== Consegna ==
Riporta parola per parola tutto ciò che, nell'intervista a Sabia, va da "Sabia, ci siamo" giù fino a "ed esser scelti.".

== Blocco di testo ==

------------------------

L’avevamo lasciato una quarantena e mezzo fa (perchè si conta così, nel 2020, il tempo) alle prese con l’uscita di un singolo etereo – quanto la fluttuante presenza di Sabia – e la promessa di un disco che, oggi, ha rispettato e superato le aspettative.
E sia chiaro, non perchè le nostre (almeno, le mie personali) pretese non fossero alte, tutt’altro; il fatto è che “ANTIHYPE SUPERSTAR” rappresenta uno degli esordi più coraggiosi di quest’anno, e per questo motivo non potevamo esimerci dall’incontrare ancora il protagonista (quasi cristologico, ma nella versione musical anni Settanta) di un album che sa di manifesto, e allo stesso tempo di autobiografia. Ben contenti, quindi, di essere qui – di nuovo – con Sabia.
Sabia, ci siamo lasciati qualche mese con “Occhi d’Oceano”; oggi – ad un quarantena abbondante di distanza – ci ritroviamo con un disco che sa di manifesto. C’è qualcosa di quasi cristologico nella tua anti-hype superstar, e a me il tuo disco pare essere un chiaro guanto di sfida a tutto ciò che è hype, perchè fin troppo mainstream. Quanto mi allontano dalla realtà ?
No, guarda, è una giusta osservazione, alla fine ci sono vari concetti riferiti alla nostra socialità nel disco e il denominatore comune sta nel tracciare un perimetro tra essere persone ed essere individui, tra scegliere ed esser scelti.

------------------------

== Estratti dei dati ==
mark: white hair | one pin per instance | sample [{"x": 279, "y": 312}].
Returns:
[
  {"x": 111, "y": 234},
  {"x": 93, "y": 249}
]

------------------------

== Compito svolto ==
Sabia, ci siamo lasciati qualche mese con “Occhi d’Oceano”; oggi – ad un quarantena abbondante di distanza – ci ritroviamo con un disco che sa di manifesto. C’è qualcosa di quasi cristologico nella tua anti-hype superstar, e a me il tuo disco pare essere un chiaro guanto di sfida a tutto ciò che è hype, perchè fin troppo mainstream. Quanto mi allontano dalla realtà ?
No, guarda, è una giusta osservazione, alla fine ci sono vari concetti riferiti alla nostra socialità nel disco e il denominatore comune sta nel tracciare un perimetro tra essere persone ed essere individui, tra scegliere ed esser scelti.